== Segment start ==
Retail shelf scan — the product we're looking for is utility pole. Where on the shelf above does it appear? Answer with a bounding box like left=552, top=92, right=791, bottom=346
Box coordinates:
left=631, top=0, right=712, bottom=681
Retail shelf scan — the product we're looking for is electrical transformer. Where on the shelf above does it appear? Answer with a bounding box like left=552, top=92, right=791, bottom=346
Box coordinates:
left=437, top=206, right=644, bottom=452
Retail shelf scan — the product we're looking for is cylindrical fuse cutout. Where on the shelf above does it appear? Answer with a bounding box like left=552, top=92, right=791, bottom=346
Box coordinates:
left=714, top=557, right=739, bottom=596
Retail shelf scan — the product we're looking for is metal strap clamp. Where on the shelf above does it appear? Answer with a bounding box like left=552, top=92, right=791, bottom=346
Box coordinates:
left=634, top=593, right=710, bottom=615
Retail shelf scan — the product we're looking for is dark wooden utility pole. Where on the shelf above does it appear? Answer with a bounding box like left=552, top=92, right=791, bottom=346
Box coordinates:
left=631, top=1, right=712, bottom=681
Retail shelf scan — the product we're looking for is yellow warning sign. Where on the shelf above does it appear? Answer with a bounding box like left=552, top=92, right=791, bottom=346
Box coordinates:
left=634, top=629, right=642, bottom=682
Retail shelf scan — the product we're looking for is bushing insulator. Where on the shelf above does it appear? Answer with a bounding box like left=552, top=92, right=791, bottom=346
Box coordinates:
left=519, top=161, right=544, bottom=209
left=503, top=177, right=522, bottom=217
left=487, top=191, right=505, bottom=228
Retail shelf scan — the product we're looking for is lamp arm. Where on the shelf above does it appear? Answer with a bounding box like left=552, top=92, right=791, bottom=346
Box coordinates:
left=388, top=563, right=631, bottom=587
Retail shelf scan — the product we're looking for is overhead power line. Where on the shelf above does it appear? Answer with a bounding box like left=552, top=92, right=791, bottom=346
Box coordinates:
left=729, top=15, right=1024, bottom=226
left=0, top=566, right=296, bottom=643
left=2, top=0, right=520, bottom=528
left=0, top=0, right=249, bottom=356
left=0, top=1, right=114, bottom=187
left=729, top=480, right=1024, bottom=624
== Segment end ==
== Segment start ==
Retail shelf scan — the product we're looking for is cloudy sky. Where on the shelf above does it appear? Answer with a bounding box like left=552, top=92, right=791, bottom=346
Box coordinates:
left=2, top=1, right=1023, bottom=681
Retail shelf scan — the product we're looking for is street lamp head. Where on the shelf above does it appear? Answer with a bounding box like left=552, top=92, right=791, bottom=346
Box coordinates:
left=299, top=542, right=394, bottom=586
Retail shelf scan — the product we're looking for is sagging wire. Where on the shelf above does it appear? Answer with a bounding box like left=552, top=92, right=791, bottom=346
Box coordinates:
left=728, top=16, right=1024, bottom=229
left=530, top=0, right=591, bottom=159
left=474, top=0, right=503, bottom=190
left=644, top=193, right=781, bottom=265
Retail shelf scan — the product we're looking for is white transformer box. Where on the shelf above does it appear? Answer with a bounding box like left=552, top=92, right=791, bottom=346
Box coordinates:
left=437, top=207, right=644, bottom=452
== Segment end ==
» **Task to complete**: There is a run of lines above from the one with "Retail shelf scan — the product we're looking for is lamp" to the one with "Retail shelf scan — the product we're looking for is overhead"; print exactly that run, both ends included, and nothing else.

» **Solution below**:
Retail shelf scan — the product we're looking for is lamp arm. Where on the shelf above does it appear? Answer with a bounding box like left=552, top=92, right=791, bottom=346
Box coordinates:
left=388, top=563, right=631, bottom=587
Retail shelf scan — the product we're looking for is overhead power line. Where on the shelf above does it appear? Answer with a bounding box like left=552, top=92, right=791, bottom=346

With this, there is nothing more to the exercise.